Nothing but the lines from the line with "Objective: for every instance of the red tank" through the end of the data is to be copied, and each is to be copied exactly.

______________________________

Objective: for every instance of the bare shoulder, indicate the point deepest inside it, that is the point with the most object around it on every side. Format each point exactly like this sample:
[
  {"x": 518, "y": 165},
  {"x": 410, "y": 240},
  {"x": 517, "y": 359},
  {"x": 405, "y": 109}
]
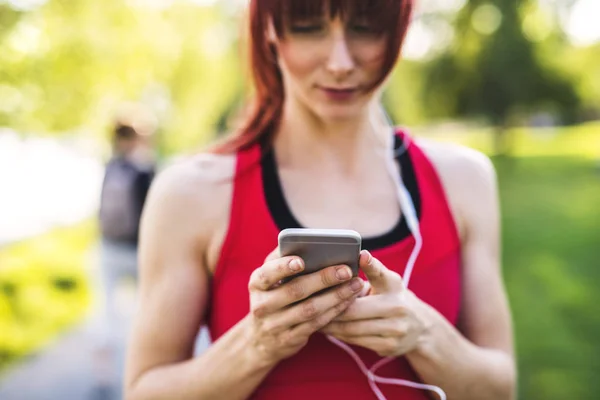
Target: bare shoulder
[
  {"x": 468, "y": 177},
  {"x": 194, "y": 194}
]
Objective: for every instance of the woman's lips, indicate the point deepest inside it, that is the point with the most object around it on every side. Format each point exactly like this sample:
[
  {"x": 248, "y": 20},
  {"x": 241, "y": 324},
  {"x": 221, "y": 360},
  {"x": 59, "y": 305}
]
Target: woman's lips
[{"x": 339, "y": 94}]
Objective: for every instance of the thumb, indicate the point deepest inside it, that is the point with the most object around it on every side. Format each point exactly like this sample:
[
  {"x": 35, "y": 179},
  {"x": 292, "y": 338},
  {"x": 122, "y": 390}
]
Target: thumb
[
  {"x": 380, "y": 277},
  {"x": 275, "y": 254}
]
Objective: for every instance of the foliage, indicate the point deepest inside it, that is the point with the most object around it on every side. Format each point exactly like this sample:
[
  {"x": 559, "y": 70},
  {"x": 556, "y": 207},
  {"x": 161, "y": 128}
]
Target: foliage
[
  {"x": 85, "y": 57},
  {"x": 550, "y": 214},
  {"x": 494, "y": 70}
]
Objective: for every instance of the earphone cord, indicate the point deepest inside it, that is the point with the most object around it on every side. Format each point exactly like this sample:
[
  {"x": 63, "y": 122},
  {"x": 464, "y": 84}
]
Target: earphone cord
[{"x": 408, "y": 210}]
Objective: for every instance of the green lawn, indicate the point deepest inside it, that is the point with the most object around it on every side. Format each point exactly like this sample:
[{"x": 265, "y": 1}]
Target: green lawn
[
  {"x": 44, "y": 289},
  {"x": 551, "y": 242}
]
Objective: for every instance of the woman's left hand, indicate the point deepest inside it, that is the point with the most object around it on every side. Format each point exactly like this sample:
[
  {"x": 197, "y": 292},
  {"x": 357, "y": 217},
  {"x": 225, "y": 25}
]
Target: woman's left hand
[{"x": 389, "y": 319}]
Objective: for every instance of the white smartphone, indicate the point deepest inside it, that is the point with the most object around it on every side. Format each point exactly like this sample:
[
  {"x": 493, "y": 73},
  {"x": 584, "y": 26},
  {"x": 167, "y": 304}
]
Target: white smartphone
[{"x": 321, "y": 248}]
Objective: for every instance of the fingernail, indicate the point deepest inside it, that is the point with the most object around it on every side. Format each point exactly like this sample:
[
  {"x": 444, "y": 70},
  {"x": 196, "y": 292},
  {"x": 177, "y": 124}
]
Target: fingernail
[
  {"x": 343, "y": 273},
  {"x": 296, "y": 265},
  {"x": 356, "y": 285}
]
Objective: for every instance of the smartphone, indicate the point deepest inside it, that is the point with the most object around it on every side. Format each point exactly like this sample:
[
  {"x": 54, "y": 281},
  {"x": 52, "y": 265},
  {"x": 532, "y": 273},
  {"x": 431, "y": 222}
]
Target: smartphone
[{"x": 321, "y": 248}]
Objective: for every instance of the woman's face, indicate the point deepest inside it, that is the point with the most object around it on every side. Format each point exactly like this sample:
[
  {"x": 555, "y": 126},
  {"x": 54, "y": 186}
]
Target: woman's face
[{"x": 329, "y": 65}]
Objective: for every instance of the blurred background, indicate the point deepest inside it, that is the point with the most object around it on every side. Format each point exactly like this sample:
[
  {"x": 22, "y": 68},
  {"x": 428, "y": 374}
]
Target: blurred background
[{"x": 518, "y": 80}]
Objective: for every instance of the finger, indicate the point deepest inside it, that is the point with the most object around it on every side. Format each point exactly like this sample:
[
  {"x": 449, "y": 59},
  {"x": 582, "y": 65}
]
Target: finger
[
  {"x": 366, "y": 327},
  {"x": 272, "y": 271},
  {"x": 381, "y": 279},
  {"x": 379, "y": 344},
  {"x": 313, "y": 308},
  {"x": 305, "y": 286},
  {"x": 273, "y": 255},
  {"x": 309, "y": 327},
  {"x": 366, "y": 308}
]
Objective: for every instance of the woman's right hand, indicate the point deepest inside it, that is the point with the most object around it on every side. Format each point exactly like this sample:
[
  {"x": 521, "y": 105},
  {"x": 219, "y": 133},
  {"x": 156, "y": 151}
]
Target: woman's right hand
[{"x": 282, "y": 316}]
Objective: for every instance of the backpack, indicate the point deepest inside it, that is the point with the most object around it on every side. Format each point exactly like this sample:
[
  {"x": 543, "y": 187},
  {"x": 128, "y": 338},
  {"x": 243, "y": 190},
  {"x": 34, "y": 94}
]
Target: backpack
[{"x": 120, "y": 207}]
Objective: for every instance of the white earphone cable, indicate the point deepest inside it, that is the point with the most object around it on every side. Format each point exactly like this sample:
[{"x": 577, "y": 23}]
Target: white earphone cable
[{"x": 408, "y": 210}]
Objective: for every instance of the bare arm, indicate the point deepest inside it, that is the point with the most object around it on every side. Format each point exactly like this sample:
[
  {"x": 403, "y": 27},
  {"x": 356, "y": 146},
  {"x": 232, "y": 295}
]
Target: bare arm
[
  {"x": 477, "y": 363},
  {"x": 480, "y": 364},
  {"x": 173, "y": 300}
]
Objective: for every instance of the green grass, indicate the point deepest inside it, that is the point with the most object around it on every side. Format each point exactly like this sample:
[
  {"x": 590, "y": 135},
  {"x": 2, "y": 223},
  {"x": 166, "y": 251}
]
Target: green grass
[
  {"x": 550, "y": 194},
  {"x": 551, "y": 239},
  {"x": 44, "y": 289}
]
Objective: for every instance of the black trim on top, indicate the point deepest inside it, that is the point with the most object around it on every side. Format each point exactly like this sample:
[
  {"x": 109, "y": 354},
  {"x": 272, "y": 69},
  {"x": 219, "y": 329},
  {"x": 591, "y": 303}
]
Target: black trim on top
[{"x": 284, "y": 218}]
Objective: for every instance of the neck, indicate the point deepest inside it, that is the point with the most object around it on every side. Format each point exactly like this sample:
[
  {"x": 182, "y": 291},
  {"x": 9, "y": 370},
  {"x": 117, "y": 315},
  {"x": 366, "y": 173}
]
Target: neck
[{"x": 304, "y": 138}]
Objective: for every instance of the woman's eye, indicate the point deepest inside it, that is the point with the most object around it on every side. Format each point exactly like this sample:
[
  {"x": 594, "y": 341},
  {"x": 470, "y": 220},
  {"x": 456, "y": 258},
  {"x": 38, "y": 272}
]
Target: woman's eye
[
  {"x": 306, "y": 28},
  {"x": 368, "y": 29}
]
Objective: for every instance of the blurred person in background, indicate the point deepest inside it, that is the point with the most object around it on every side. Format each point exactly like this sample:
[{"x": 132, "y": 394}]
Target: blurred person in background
[
  {"x": 314, "y": 153},
  {"x": 127, "y": 179}
]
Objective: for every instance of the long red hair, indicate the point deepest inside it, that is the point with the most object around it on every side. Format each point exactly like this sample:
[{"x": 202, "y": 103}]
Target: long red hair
[{"x": 267, "y": 106}]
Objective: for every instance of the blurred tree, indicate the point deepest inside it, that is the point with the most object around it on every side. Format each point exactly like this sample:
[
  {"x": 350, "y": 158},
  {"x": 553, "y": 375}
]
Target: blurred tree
[
  {"x": 493, "y": 70},
  {"x": 66, "y": 66}
]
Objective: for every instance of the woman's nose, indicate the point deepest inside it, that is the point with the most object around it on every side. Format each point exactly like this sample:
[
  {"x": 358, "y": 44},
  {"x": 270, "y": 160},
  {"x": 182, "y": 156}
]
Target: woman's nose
[{"x": 340, "y": 62}]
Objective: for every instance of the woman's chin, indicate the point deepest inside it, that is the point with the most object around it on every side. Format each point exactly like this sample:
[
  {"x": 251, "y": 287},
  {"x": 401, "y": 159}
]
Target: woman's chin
[{"x": 339, "y": 112}]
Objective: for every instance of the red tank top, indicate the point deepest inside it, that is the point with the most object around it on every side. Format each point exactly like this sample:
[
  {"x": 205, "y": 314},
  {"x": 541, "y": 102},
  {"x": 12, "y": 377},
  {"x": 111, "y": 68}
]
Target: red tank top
[{"x": 321, "y": 370}]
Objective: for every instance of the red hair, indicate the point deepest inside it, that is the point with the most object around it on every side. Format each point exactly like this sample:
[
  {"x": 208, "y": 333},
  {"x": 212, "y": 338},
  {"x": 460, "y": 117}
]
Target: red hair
[{"x": 266, "y": 109}]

______________________________

▸ **Result**:
Objective: for every instance of the red tank top, indicate the point deepest inside it, that is the point with the most object around it on every side. Format each point exactly like this sample:
[
  {"x": 205, "y": 314},
  {"x": 541, "y": 102},
  {"x": 12, "y": 377},
  {"x": 111, "y": 68}
]
Target: red tank top
[{"x": 321, "y": 370}]
Objective: for every instance of the red hair, indicate the point deepest inside it, that is the point with the most object around it on every side. Format each point exactly like this sample:
[
  {"x": 208, "y": 333},
  {"x": 212, "y": 338},
  {"x": 460, "y": 117}
]
Target: red hair
[{"x": 266, "y": 109}]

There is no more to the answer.